<<<<
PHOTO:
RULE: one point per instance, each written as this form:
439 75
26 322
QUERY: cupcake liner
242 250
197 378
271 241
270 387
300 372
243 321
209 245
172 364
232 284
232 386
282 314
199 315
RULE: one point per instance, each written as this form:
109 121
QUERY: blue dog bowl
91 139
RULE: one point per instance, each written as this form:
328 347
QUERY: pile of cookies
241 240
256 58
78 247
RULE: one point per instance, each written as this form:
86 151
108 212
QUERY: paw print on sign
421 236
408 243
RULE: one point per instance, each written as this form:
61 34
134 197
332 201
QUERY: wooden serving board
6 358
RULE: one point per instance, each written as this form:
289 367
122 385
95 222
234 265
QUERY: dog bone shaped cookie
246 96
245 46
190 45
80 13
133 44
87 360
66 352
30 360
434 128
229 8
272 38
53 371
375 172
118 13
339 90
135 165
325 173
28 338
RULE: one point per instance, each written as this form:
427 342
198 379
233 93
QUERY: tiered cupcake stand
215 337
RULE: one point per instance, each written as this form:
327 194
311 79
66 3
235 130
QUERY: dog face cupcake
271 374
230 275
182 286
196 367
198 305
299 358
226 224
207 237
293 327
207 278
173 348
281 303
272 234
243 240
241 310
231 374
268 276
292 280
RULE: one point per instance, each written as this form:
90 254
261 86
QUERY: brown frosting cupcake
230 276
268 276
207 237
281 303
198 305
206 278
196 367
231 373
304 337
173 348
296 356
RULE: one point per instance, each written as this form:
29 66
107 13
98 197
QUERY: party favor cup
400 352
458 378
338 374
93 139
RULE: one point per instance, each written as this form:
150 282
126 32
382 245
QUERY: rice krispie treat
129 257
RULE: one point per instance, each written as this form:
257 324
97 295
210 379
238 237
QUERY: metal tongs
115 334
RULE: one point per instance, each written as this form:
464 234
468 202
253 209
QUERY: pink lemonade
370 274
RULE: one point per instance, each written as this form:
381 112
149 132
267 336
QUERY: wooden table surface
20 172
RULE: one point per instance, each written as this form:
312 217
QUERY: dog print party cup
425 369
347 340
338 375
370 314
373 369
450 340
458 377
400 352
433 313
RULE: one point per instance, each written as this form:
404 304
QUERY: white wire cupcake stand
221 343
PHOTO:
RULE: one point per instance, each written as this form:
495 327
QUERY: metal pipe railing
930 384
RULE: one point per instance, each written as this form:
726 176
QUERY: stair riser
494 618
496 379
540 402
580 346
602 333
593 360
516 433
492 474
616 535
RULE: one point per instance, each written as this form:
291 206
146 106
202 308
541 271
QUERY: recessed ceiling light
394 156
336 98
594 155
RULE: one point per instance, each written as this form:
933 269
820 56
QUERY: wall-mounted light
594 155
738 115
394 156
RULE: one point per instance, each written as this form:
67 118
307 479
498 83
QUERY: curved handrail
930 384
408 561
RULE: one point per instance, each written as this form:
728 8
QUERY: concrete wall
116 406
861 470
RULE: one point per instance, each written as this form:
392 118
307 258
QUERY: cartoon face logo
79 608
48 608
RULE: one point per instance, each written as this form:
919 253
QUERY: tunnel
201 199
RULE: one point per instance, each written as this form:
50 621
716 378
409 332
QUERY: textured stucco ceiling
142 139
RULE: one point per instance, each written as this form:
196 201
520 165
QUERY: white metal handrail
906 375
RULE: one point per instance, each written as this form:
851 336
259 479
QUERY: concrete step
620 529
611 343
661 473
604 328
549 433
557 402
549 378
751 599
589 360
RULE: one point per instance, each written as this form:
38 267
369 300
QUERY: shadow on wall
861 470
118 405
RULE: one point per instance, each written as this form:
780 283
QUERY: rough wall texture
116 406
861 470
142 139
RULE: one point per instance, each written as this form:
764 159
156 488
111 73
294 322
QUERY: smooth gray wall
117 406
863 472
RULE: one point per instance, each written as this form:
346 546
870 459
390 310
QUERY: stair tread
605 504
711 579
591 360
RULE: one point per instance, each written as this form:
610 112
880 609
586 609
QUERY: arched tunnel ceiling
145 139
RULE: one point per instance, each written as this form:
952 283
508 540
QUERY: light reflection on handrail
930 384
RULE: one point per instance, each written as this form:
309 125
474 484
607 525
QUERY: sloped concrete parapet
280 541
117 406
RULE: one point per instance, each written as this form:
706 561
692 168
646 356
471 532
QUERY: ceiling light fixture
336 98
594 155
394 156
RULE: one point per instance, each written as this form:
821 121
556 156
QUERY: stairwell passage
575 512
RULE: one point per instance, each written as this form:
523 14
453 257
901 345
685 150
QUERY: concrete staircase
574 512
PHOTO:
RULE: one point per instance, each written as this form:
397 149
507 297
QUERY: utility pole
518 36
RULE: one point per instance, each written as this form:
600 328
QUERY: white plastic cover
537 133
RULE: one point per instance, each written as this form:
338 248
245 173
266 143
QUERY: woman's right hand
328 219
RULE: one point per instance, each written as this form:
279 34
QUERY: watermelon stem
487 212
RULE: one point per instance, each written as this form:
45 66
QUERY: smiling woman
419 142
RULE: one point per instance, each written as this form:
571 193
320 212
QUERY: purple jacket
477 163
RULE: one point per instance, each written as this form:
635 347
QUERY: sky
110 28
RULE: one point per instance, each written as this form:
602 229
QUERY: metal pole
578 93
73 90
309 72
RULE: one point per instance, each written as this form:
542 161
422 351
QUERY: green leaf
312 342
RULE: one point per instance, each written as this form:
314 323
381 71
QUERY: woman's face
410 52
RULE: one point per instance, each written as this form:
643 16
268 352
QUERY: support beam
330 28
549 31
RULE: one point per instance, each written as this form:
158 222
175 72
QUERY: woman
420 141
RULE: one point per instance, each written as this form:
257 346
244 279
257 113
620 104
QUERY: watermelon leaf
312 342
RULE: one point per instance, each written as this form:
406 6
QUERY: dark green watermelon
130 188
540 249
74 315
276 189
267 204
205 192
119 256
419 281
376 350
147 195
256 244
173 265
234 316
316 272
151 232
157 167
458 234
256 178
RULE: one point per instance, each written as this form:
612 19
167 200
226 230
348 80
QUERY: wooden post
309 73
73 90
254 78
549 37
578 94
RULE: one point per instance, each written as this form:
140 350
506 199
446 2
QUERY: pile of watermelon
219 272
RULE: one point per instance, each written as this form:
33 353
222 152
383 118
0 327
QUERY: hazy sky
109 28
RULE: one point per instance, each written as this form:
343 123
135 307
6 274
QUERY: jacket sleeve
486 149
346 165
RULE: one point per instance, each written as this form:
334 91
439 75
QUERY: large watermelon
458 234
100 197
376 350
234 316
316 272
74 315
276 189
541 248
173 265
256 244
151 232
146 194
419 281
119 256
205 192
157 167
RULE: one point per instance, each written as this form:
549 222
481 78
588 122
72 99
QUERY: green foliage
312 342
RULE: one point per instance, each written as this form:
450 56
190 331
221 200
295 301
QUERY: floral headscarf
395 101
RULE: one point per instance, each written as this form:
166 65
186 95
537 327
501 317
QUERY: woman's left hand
>>>>
Please give the data again in full, exactly as written.

» RESULT BELOW:
PHOTO:
RULE: one point per instance, each written as this form:
439 75
26 322
QUERY: cupcake liner
242 250
197 378
271 241
270 387
300 372
243 321
209 245
172 364
232 284
232 386
282 314
199 315
RULE: one point per instance, each written as this form:
109 121
QUERY: blue dog bowl
91 139
RULE: one point per instance, each written as this form:
328 347
QUERY: pile of cookies
241 240
256 58
78 247
RULE: one point per instance, each written as this form:
86 151
108 212
QUERY: paw print on sign
421 236
408 243
RULE: one point per instance, each written as this form:
61 34
134 197
332 201
QUERY: wooden serving board
6 358
RULE: one point per instance, each written as this form:
289 367
122 385
95 222
234 265
QUERY: dog bone shaped cookie
246 96
245 46
190 45
80 13
133 44
87 360
66 352
30 360
434 128
229 8
272 38
53 371
375 172
118 13
339 90
135 165
325 173
28 338
RULE: one point per instance, each written as this form:
427 342
198 379
233 93
QUERY: tiered cupcake stand
215 337
RULE: one point per instance, each written as this form:
327 194
311 79
66 3
235 130
QUERY: dog face cupcake
271 374
230 275
182 286
196 367
198 305
299 358
226 224
207 237
293 327
207 278
173 348
281 303
272 234
243 240
241 310
231 374
268 276
292 280
RULE: one point per instance, each written as this form:
90 254
261 86
QUERY: brown frosting cupcake
230 276
268 276
207 237
281 303
198 305
206 278
196 367
231 373
304 337
173 348
296 356
RULE: one point per instance, each written as this form:
29 66
107 13
98 197
QUERY: party favor cup
400 352
458 378
338 374
93 139
RULE: one point per instance, each written as this form:
150 282
126 32
382 245
QUERY: rice krispie treat
129 257
RULE: one point per instance, each written as this form:
257 324
97 295
210 379
238 237
QUERY: metal tongs
115 334
RULE: one point per instance, each written as this form:
464 234
468 202
253 209
QUERY: pink lemonade
370 274
RULE: one point per instance, each written as this form:
381 112
149 132
267 336
QUERY: wooden table surface
20 172
RULE: one point per instance, each written as this form:
312 217
QUERY: dog print party cup
425 369
347 340
338 375
370 314
373 369
450 340
458 377
400 352
433 313
RULE: one point per instance, each written as this form:
404 304
QUERY: white wire cupcake stand
221 343
PHOTO:
RULE: one point per instance, each written as this form:
495 327
QUERY: metal pipe railing
930 384
RULE: one point per instance, each written as this form:
726 176
QUERY: stair riser
494 618
496 379
540 402
580 346
602 333
593 360
516 433
492 474
616 535
RULE: one point per instance, each written as this form:
291 206
146 106
202 308
541 271
QUERY: recessed ceiling light
394 156
336 98
594 155
RULE: one point per instance, each written as this form:
933 269
820 56
QUERY: wall-mounted light
594 155
738 115
394 156
RULE: one point per instance, each written as this form:
67 118
307 479
498 83
QUERY: curved handrail
930 384
408 561
RULE: one point per instance, each written as this form:
728 8
QUERY: concrete wall
116 406
861 470
RULE: one point per instance, each written as this form:
392 118
307 258
QUERY: cartoon face logo
79 608
48 608
RULE: one point per instance, each written as this form:
919 253
QUERY: tunnel
201 199
RULE: one point per instance, each written as this form:
50 621
716 378
409 332
QUERY: textured stucco ceiling
142 139
RULE: one point per instance, each written as this form:
196 201
520 165
QUERY: white metal handrail
906 375
RULE: one point per instance, each written as this form:
851 336
259 479
QUERY: concrete step
620 529
611 343
661 473
604 328
549 433
557 402
549 378
751 599
589 360
RULE: one point per instance, each written as this form:
38 267
369 300
QUERY: shadow on wall
861 470
118 405
RULE: one point per instance, each written as this form:
780 283
QUERY: rough wall texture
116 406
861 470
142 139
RULE: one point per instance, each written as this form:
764 159
156 488
111 73
294 322
QUERY: smooth gray wall
117 406
863 472
RULE: one point per instance, each written as this form:
346 546
870 459
390 310
QUERY: stair tread
605 504
711 579
591 360
RULE: one point per instance, each written as this form:
610 112
880 609
586 609
QUERY: arched tunnel ceiling
145 139
RULE: one point per instance, each written as this form:
952 283
508 540
QUERY: light reflection on handrail
930 384
RULE: one point per instance, each written as this form:
309 125
474 484
607 525
QUERY: sloped concrete parapet
280 541
117 406
RULE: one point per instance, each written as this form:
706 561
692 168
646 356
471 532
QUERY: ceiling light fixture
336 98
594 155
394 156
RULE: one point per instance, each written as this form:
821 121
556 156
QUERY: stairwell passage
575 512
RULE: one point per instance, each written as this form:
523 14
453 257
901 345
685 150
QUERY: concrete staircase
574 512
PHOTO:
RULE: one point per instance, each written as this form:
397 149
507 297
QUERY: utility pole
518 36
RULE: one point per instance, each written as this form:
600 328
QUERY: white plastic cover
537 133
RULE: one point per instance, each written as this form:
338 248
245 173
266 143
QUERY: woman's right hand
328 219
RULE: one point per instance, each written as this form:
279 34
QUERY: watermelon stem
487 212
RULE: one point per instance, each written as this form:
45 66
QUERY: smiling woman
419 142
RULE: one point per instance, each written as this form:
571 193
320 212
QUERY: purple jacket
477 163
RULE: one point per instance, each written as this form:
635 347
QUERY: sky
110 28
RULE: one point per instance, each written as this form:
602 229
QUERY: metal pole
578 93
73 90
309 72
RULE: one point per instance, each written as this form:
542 161
422 351
QUERY: green leaf
312 342
RULE: one point per instance, each written as this form:
314 323
381 71
QUERY: woman's face
410 52
RULE: one point per instance, each written as this form:
643 16
268 352
QUERY: support beam
330 28
549 31
RULE: one point per instance, each written as this form:
158 222
175 72
QUERY: woman
420 141
RULE: one point per instance, each written as this form:
257 346
244 279
257 113
620 104
QUERY: watermelon leaf
312 342
RULE: one point per instance, each written as this form:
406 6
QUERY: dark green watermelon
130 188
540 249
74 315
276 189
267 204
205 192
119 256
419 281
376 350
147 195
256 244
173 265
234 316
316 272
151 232
157 167
458 234
256 178
RULE: one point per instance, each written as this form:
612 19
167 200
226 230
348 80
QUERY: wooden post
309 73
73 90
254 78
549 37
578 94
RULE: one point per instance, each written as this form:
140 350
506 199
446 2
QUERY: pile of watermelon
219 272
RULE: one point per instance, each written as this form:
33 353
222 152
383 118
0 327
QUERY: hazy sky
109 28
RULE: one point per instance, each written as this form:
343 123
135 307
6 274
QUERY: jacket sleeve
486 149
346 165
RULE: one point per instance, each written as this form:
334 91
439 75
QUERY: large watermelon
458 234
100 197
376 350
234 316
316 272
74 315
276 189
541 248
173 265
256 244
151 232
146 194
419 281
119 256
205 192
157 167
RULE: one point per instance, each written as this form:
549 222
481 78
588 122
72 99
QUERY: green foliage
312 342
RULE: one point per instance, each written as this form:
450 56
190 331
221 200
295 301
QUERY: floral headscarf
395 101
RULE: one point per instance, each written as this form:
166 65
186 95
537 327
501 317
QUERY: woman's left hand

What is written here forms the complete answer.